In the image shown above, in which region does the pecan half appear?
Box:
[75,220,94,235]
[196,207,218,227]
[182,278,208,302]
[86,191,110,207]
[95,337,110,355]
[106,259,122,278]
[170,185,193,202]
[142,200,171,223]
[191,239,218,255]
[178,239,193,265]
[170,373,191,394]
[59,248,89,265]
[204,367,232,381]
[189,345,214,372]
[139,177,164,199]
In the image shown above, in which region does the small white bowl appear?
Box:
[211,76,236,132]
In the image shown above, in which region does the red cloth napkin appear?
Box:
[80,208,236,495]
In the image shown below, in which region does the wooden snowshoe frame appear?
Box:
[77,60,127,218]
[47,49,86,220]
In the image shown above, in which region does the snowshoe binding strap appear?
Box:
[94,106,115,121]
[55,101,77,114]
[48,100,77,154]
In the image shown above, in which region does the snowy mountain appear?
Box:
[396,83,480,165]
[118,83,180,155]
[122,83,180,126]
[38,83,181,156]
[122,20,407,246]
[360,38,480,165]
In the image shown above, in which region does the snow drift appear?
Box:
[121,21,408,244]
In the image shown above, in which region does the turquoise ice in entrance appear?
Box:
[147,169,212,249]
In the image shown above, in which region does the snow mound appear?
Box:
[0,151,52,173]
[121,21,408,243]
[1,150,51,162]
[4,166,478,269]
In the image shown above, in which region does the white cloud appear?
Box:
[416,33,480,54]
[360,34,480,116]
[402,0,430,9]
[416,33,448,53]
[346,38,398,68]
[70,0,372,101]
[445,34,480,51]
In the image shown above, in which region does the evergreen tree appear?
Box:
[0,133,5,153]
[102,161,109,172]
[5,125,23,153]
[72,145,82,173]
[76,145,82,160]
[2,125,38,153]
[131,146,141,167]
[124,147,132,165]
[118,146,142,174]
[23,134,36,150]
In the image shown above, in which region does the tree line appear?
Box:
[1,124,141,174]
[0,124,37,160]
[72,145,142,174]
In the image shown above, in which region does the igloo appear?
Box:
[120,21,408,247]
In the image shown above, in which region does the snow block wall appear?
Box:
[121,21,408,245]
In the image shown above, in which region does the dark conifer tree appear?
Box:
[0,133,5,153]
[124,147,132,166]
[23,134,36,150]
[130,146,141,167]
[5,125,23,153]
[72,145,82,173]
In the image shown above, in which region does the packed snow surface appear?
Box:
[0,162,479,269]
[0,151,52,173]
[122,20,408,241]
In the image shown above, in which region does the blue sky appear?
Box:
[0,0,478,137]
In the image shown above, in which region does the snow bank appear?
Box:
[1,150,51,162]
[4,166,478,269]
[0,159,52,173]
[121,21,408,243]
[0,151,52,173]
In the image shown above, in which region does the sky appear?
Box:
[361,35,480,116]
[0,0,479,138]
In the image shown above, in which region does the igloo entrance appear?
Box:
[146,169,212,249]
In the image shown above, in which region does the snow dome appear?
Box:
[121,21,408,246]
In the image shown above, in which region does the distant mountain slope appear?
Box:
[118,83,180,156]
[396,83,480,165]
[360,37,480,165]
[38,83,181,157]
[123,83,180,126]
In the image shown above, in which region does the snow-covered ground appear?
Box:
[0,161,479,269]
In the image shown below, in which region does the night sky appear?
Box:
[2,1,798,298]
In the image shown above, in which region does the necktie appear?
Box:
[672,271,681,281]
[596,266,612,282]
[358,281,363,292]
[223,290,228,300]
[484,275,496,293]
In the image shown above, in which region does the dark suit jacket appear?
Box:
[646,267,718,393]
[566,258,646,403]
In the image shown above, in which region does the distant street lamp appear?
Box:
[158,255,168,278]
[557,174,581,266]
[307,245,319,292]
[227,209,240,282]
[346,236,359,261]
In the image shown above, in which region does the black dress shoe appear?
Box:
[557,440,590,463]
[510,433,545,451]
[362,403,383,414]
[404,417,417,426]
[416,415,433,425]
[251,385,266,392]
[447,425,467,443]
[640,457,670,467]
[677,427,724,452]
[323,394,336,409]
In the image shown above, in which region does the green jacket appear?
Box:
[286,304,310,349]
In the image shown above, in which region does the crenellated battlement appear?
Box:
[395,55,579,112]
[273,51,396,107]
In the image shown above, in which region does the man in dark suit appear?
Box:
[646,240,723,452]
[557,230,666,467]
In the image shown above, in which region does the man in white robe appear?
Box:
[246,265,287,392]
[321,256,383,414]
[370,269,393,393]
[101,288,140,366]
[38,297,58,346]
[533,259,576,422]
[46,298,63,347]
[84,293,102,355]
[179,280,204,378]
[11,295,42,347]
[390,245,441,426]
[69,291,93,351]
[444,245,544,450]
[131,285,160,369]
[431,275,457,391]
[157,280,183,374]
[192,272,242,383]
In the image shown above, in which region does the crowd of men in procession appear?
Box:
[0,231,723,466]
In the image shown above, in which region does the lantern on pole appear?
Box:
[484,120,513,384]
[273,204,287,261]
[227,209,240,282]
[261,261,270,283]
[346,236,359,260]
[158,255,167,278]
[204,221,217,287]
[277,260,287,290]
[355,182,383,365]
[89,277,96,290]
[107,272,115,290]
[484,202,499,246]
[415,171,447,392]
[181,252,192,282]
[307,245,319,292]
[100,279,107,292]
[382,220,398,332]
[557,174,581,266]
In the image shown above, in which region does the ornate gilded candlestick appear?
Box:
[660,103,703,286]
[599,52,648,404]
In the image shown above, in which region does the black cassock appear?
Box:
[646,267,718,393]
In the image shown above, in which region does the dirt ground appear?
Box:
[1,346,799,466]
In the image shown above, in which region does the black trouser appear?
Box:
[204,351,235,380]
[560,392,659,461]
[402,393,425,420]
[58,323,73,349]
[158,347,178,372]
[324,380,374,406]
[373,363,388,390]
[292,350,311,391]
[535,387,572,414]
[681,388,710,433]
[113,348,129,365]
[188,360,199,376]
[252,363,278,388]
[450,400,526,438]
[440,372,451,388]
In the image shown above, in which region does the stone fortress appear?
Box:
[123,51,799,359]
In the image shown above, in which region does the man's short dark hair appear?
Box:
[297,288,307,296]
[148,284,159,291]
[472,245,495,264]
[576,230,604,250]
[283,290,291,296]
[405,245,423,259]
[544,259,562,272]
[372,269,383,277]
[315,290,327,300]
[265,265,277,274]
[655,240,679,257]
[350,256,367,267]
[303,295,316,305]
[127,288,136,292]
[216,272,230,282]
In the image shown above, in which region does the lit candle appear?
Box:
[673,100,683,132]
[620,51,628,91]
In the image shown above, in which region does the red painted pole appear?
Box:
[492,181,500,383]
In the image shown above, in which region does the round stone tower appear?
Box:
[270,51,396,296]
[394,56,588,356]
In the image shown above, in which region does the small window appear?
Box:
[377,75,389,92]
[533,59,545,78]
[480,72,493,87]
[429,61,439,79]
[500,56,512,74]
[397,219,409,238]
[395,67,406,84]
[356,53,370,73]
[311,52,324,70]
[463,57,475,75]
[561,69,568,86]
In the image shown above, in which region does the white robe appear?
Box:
☆ ☆ ☆
## [INSTRUCTIONS FOR THE TASK]
The full listing should be restated word for word.

## [ANSWER AREA]
In the image shown above, in which region does the pecan half appear?
Box:
[75,220,94,235]
[196,207,218,227]
[182,278,208,302]
[86,191,110,207]
[95,337,110,355]
[106,259,122,278]
[170,185,193,202]
[142,200,171,223]
[191,239,218,255]
[178,239,193,265]
[170,373,191,394]
[59,248,89,265]
[204,367,232,381]
[189,345,214,372]
[139,177,164,199]
In the image shown above, in which region does the small white bowl appear?
Box:
[211,76,236,132]
In the image shown above, in which region does the red cloth napkin appear?
Box:
[80,208,236,495]
In the image shown below, in which region does the wooden snowshoe frame appear?
Box:
[77,60,127,218]
[47,49,86,220]
In the image shown above, in which region does the snowshoe binding strap appear?
Box:
[94,106,115,121]
[55,101,77,114]
[48,100,77,154]
In the image shown above, in which region does the snowy mountain appear?
Box:
[396,83,480,165]
[118,83,180,155]
[122,83,180,126]
[38,83,181,156]
[122,20,407,246]
[360,38,480,165]
In the image shown above, in which region does the snow drift appear?
Box:
[121,21,408,244]
In the image shown above, in which region does the turquoise ice in entrance appear?
Box:
[147,169,212,249]
In the image shown above, in which region does the snow mound appear?
Box:
[0,151,52,173]
[121,21,408,243]
[1,150,51,162]
[4,166,478,269]
In the image shown above, in which region does the white cloud appear?
Box:
[416,33,480,54]
[360,34,480,116]
[402,0,430,9]
[416,33,448,53]
[346,38,398,68]
[70,0,372,101]
[445,34,480,51]
In the image shown above, in which region does the evergreen tree appear?
Box:
[0,133,5,153]
[102,161,109,172]
[5,125,23,153]
[72,145,82,173]
[76,145,82,160]
[2,125,38,153]
[131,146,141,167]
[124,147,132,165]
[118,146,142,174]
[23,134,36,150]
In the image shown above, in which region does the tree line appear?
Box:
[1,124,141,174]
[0,124,37,160]
[72,145,142,174]
In the image shown above, in which region does the igloo appear?
Box:
[120,21,408,247]
In the image shown above, in which region does the snow block wall appear?
Box:
[121,21,408,245]
In the image shown above, in which region does the dark conifer tree appear?
Box:
[0,133,5,153]
[124,147,132,166]
[23,134,36,150]
[130,146,141,167]
[5,125,23,153]
[72,145,82,173]
In the image shown above, in which region does the packed snow surface appear?
Box:
[0,162,479,269]
[0,151,52,173]
[122,20,408,241]
In the image shown above, in which region does the blue sky appear?
Box:
[0,0,478,137]
In the image shown above, in which region does the snow bank appear?
Box:
[1,150,51,162]
[4,166,478,269]
[0,159,52,173]
[121,21,408,243]
[0,151,52,173]
In the image shown above, in which region does the sky appear?
Box:
[361,35,480,116]
[0,0,479,138]
In the image shown above, in which region does the igloo entrance appear?
Box:
[146,169,212,249]
In the image shown above, in which region does the snow dome appear?
Box:
[121,21,408,246]
In the image shown above, in which region does the distant mountain slope appear?
Box:
[118,83,180,156]
[396,83,480,165]
[360,37,480,165]
[38,83,181,157]
[123,83,180,126]
In the image shown above, in which region does the snow-covered ground appear?
Box:
[0,161,479,269]
In the image shown below, in which region does the night sky appear?
Box:
[2,1,798,298]
In the image shown above, in which region does the necktie appear?
Box:
[672,271,681,281]
[596,266,612,282]
[358,281,363,292]
[223,290,228,300]
[484,275,496,293]
In the image shown above, in which region does the dark suit jacket appear?
Box:
[646,267,718,393]
[566,258,646,403]
In the image shown above, in which region does the distant street lamp appear?
Box:
[158,255,168,278]
[557,174,581,266]
[307,245,319,292]
[227,209,240,282]
[346,236,359,261]
In the image shown above, in which region does the black dress shoe appear?
Box:
[557,440,590,463]
[510,433,545,451]
[362,403,383,414]
[404,417,417,426]
[416,415,433,425]
[251,385,266,392]
[447,425,467,443]
[640,457,670,467]
[677,427,724,452]
[323,394,336,409]
In the image shown above, in which region does the green jacket appear?
Box:
[286,304,310,349]
In the image shown above, in which region does the crenellated battlement appear?
Box:
[395,55,579,112]
[273,51,396,107]
In the image shown above, in which region does the man in dark suit appear?
Box:
[646,240,723,452]
[557,230,666,467]
In the image shown above, in which region does the man in white robe appear?
Box:
[246,265,287,392]
[321,256,383,414]
[370,269,393,393]
[101,288,140,366]
[38,297,58,346]
[533,259,576,422]
[46,298,63,347]
[84,293,102,355]
[179,280,204,378]
[11,295,42,347]
[390,245,441,426]
[69,291,93,351]
[444,245,544,450]
[131,285,160,369]
[431,275,457,391]
[157,280,183,374]
[192,272,242,383]
In the image shown above, in which region does the crowd of men in procession appear?
Box:
[0,231,723,466]
In the image shown above, in which region does the lantern on pole appear?
Box:
[484,120,513,384]
[273,204,287,261]
[227,209,240,282]
[261,261,270,283]
[346,236,359,260]
[158,255,167,278]
[204,221,217,287]
[277,260,287,290]
[355,182,383,365]
[89,277,96,290]
[107,272,115,290]
[484,202,499,246]
[415,171,447,392]
[181,252,192,282]
[307,245,319,292]
[100,279,107,292]
[382,220,398,332]
[557,174,581,266]
In the image shown above, in which region does the ornate gilded candlestick appear?
Box:
[660,103,703,286]
[599,52,648,404]
In the image shown above, in which region does the black cassock appear?
Box:
[646,267,718,393]
In the image shown above, in which region does the dirt ground appear?
Box:
[1,346,799,466]
In the image shown above, in which region does the black trouser appear?
Box:
[204,351,235,380]
[560,392,659,461]
[402,393,425,420]
[58,323,73,349]
[158,347,178,372]
[324,380,374,406]
[373,363,388,390]
[292,350,311,391]
[535,387,572,414]
[681,388,710,433]
[113,348,129,365]
[188,360,199,376]
[252,363,278,388]
[450,400,526,438]
[440,372,451,388]
In the image shown above, in which region does the stone fortress appear?
Box:
[123,51,799,359]
In the image shown above, in which region does the man's short dark hair appear?
Box:
[297,288,307,296]
[148,284,159,291]
[472,245,495,264]
[576,230,604,250]
[283,290,291,296]
[405,245,423,259]
[544,259,562,272]
[372,269,383,277]
[315,290,327,300]
[265,265,277,274]
[655,240,679,257]
[350,256,367,267]
[303,295,316,305]
[127,288,136,292]
[216,272,230,282]
In the image shown above, in which region does the lit candle appear?
Box:
[673,100,683,132]
[620,51,628,91]
In the image shown above, in which region does the red painted pole appear?
Box:
[492,181,500,383]
In the image shown above, in which region does the round stone tower appear?
Box:
[270,51,396,296]
[394,56,588,356]
In the image shown above, in which region does the small window appear?
Box:
[377,75,389,92]
[533,59,545,78]
[480,72,493,87]
[429,61,439,79]
[500,56,512,74]
[397,219,409,238]
[395,67,406,84]
[356,53,370,73]
[311,52,324,70]
[463,57,475,75]
[561,69,568,86]
In the image shown above, in which region does the white robe appear?
Box:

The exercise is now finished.